Excerpt →
= = = = = = =
HALIFAX - Nova Scotia is starting a mumps immunization program for health-care workers as an outbreak of the virus in the province climbed in the last week by 19 confirmed cases to 222 on Friday.
The immunization program will begin as early as next week with roughly 40,000 doses of measles, mumps, and rubella vaccine being made available to health-care workers. A week ago, there were 203 confirmed cases of the virus in Nova Scotia.
Dr. Shelly Sarwal, the province's medical officer of health, said the vaccination program will help the maintain health services in the province.
"We feel this is an important public health measure,'' Sarwal said in a news release. "A vaccination campaign will not stop the outbreak, but what it will do is help to manage absenteeism in health-care workers as a result of the mumps, and therefore help sustain the health-care system for Nova Scotians.''
Since the beginning of the outbreak in February, 222 cases of mumps have been reported across Nova Scotia. As of last Friday, there had been 34 reported cases in New Brunswick and one confirmed case in Prince Edward Island.
Last week, health officials in Ontario confirmed three cases there as Canada's mumps outbreak moved out of the Maritimes.
The number of new cases in the Halifax region is declining, while the number of new cases across the province increased from last week. Health officials predicted the decline in the Halifax area as university students, where the outbreak is believed to have begun, returned home for the summer.
Public health officials said they spoke this week with their counterparts in the United States and the United Kingdom about lessons learned from management of mumps outbreaks in those countries.
Nova Scotia is also looking at an immunization program for the university-age population.
= = = = = = =
Entries provided →
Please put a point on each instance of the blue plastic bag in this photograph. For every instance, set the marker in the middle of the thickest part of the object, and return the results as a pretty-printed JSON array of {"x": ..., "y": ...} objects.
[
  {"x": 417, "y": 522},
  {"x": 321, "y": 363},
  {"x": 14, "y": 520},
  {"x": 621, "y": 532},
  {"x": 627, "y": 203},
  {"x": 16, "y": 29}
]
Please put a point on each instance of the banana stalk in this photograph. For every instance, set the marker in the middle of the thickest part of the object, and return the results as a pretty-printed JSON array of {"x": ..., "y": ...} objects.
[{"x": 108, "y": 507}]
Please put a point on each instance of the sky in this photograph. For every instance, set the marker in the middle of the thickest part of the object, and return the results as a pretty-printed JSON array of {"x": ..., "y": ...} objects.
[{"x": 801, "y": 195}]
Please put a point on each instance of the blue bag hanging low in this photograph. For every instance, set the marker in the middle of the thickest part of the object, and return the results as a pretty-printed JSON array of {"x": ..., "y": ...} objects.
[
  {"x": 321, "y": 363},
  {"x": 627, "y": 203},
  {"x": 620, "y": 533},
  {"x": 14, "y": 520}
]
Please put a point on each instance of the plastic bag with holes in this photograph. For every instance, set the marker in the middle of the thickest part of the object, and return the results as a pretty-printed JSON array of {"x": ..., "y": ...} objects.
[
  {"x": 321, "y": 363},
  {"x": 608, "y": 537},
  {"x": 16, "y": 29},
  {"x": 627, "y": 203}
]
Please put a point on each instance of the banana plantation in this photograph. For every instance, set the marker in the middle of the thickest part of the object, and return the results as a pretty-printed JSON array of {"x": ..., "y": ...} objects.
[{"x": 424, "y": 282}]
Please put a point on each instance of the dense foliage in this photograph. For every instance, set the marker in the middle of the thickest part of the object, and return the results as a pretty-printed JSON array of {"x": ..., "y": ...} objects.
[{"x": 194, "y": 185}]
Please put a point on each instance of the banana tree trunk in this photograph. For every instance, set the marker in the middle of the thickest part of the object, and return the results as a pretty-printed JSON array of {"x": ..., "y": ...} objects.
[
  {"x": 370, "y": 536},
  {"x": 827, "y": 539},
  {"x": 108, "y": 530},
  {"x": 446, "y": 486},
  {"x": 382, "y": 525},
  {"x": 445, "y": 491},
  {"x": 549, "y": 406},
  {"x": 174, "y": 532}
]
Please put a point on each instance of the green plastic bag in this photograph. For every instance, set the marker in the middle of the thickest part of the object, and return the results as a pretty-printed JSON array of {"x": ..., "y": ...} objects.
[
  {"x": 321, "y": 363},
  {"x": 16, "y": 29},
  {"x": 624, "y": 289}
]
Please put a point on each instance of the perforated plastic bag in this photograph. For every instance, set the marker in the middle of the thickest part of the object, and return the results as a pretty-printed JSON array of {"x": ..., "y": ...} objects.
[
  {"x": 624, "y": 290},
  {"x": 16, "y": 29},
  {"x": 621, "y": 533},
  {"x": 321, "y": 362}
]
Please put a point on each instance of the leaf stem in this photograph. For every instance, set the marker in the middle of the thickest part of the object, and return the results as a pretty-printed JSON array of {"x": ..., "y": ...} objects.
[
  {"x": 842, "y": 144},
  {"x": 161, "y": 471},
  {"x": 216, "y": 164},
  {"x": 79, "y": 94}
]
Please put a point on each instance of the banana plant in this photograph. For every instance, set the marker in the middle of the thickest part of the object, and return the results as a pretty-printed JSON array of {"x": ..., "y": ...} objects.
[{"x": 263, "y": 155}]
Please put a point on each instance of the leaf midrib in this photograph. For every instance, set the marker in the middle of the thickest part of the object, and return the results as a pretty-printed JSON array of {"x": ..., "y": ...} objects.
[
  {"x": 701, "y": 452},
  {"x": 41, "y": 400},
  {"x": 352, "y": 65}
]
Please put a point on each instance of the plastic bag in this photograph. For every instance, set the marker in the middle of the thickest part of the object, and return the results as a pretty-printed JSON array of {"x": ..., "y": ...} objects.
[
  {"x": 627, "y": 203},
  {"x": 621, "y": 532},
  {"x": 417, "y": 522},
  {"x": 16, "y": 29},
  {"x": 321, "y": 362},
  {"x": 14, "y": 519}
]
= = = = = = =
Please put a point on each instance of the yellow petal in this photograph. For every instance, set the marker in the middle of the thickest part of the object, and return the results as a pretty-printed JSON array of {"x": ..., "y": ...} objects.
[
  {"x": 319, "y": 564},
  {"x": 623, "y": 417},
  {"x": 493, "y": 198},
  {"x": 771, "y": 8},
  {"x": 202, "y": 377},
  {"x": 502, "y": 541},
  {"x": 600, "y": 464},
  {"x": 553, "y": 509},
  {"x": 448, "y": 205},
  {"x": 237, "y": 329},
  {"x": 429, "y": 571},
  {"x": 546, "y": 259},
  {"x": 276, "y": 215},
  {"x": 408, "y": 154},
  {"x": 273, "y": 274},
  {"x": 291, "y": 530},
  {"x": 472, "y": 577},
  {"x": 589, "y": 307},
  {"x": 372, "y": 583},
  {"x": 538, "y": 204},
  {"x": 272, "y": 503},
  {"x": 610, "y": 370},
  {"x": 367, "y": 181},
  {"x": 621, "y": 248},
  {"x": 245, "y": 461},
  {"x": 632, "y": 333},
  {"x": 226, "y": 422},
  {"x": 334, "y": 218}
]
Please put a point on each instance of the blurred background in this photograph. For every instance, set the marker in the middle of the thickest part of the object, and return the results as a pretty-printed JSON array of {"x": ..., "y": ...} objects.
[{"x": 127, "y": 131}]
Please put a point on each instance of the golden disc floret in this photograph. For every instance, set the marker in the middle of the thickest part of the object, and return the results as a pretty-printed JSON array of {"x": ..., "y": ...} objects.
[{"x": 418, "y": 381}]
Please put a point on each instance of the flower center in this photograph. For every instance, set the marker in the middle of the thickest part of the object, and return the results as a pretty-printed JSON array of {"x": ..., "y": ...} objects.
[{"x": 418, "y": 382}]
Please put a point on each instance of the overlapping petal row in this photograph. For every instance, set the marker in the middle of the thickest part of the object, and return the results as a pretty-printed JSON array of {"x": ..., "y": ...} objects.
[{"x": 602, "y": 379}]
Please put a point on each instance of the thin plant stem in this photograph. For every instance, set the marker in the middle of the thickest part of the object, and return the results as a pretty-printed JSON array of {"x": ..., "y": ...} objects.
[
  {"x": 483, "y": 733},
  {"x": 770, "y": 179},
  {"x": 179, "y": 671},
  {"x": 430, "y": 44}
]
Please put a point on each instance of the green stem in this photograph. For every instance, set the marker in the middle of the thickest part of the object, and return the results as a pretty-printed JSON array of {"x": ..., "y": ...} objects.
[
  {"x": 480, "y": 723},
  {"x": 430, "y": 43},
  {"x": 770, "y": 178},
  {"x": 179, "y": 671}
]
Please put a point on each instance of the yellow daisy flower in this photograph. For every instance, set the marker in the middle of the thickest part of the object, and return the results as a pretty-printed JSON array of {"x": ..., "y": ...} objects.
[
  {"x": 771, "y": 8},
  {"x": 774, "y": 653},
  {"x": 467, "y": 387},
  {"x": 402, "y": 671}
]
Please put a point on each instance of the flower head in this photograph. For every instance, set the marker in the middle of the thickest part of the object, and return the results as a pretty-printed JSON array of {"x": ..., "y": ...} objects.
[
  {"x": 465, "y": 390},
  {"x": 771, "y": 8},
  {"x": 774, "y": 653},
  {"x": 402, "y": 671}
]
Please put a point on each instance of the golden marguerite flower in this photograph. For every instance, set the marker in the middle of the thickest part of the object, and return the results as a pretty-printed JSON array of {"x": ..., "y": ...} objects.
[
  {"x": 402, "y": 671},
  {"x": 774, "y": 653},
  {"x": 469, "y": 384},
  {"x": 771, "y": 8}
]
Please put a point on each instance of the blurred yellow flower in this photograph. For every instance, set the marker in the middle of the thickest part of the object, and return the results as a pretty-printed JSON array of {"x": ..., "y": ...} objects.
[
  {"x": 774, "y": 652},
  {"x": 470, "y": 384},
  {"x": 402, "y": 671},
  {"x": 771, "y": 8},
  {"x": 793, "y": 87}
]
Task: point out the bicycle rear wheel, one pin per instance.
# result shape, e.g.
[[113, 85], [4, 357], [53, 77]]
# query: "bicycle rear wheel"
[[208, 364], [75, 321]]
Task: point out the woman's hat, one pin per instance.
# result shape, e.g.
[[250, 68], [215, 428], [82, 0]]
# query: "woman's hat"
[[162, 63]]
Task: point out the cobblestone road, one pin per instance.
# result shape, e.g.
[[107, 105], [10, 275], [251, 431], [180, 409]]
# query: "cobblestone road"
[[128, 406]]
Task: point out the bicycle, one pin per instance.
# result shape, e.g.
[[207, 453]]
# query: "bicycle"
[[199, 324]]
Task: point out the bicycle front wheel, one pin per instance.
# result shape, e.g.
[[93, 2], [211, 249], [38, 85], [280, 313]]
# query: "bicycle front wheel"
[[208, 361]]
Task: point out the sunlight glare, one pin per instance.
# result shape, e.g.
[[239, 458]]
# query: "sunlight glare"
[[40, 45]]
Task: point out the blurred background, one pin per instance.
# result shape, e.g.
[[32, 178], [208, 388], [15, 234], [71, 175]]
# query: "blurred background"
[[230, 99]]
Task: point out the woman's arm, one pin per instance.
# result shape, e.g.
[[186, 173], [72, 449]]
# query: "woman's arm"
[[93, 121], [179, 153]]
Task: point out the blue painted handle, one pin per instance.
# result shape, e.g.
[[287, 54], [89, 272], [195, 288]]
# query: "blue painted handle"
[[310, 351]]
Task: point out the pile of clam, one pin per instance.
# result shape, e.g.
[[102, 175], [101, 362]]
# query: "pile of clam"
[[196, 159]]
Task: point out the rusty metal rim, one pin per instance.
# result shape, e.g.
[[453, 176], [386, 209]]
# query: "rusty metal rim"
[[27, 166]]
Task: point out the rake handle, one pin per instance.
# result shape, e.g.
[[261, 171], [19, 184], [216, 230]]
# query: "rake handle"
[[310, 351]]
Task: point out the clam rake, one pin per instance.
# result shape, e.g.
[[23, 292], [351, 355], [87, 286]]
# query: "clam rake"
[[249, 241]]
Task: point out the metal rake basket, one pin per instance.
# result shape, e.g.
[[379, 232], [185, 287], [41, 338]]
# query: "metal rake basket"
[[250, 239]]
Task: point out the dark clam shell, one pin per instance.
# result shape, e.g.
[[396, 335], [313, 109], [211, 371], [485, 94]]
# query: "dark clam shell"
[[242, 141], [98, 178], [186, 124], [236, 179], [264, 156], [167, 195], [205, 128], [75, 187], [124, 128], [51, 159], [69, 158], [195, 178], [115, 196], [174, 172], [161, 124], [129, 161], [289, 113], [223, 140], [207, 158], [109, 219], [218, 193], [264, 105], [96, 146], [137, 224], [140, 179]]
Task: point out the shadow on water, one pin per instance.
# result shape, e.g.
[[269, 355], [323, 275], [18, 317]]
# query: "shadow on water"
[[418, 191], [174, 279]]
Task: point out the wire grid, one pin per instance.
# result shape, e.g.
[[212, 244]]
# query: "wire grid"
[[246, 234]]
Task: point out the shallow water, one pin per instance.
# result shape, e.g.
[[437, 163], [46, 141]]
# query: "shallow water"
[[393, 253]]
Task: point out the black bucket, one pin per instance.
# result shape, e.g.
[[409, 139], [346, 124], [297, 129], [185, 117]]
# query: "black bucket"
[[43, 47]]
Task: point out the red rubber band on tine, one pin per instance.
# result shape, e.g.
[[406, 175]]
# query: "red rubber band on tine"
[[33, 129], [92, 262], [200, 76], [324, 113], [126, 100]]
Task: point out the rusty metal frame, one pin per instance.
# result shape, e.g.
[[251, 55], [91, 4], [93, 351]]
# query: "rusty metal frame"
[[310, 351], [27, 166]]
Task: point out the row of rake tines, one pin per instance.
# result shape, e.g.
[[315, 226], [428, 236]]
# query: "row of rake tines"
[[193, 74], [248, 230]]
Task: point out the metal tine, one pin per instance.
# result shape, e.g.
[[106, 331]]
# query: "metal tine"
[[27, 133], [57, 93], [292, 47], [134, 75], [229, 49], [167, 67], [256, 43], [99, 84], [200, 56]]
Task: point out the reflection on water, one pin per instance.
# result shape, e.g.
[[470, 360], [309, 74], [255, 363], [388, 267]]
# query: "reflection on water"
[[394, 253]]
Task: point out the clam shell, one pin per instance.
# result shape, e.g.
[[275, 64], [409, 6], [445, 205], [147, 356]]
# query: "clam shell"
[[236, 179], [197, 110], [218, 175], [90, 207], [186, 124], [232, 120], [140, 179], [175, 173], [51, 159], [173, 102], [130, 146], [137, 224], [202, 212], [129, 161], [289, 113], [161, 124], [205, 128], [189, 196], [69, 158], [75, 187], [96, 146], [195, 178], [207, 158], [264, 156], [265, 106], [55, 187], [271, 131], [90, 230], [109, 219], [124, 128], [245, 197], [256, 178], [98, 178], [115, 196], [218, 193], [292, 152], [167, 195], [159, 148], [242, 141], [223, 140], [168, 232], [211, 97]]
= = = = = = =
Work instruction → Write the next part of the news report on the Nova Scotia mumps outbreak, printed above the records, starting right after its final sentence.

Written reply →
Ontario's Ministry of Health and Long-term Care said last week that the province's three confirmed cases -- in the Ottawa, York and Waterloo public health units -- can all be linked to the Nova Scotia outbreak.
People are being advised to watch for patients that have mumps-like symptoms. These include aches, pains, fever, loss of appetite and, in about 40 per cent of cases, the hugely swollen saliva glands that give mumps its characteristic chipmunk-cheek look.
The Nova Scotia outbreak, which began in the third week of February, is the province's third in two years. It is by far the largest; the earlier outbreaks, in 2005, involved 13 and 19 cases respectively.
It has been fuelled by a pool of susceptible young adults. Sarwal has said authorities believe many of the province's cases were vaccinated with MMR in childhood, but received only one dose.
The one-dose schedule for the MMR vaccine was adequate to protect many people. If it had not been, this outbreak would be much larger. But it's now known one dose doesn't protect everyone and MMR is now given in two doses.
University dormitories and crowded student apartments make for easy spread of the virus among susceptible young adults. When they move home, however, they spend more time around adults, most of whom would have had mumps in childhood and would be immune.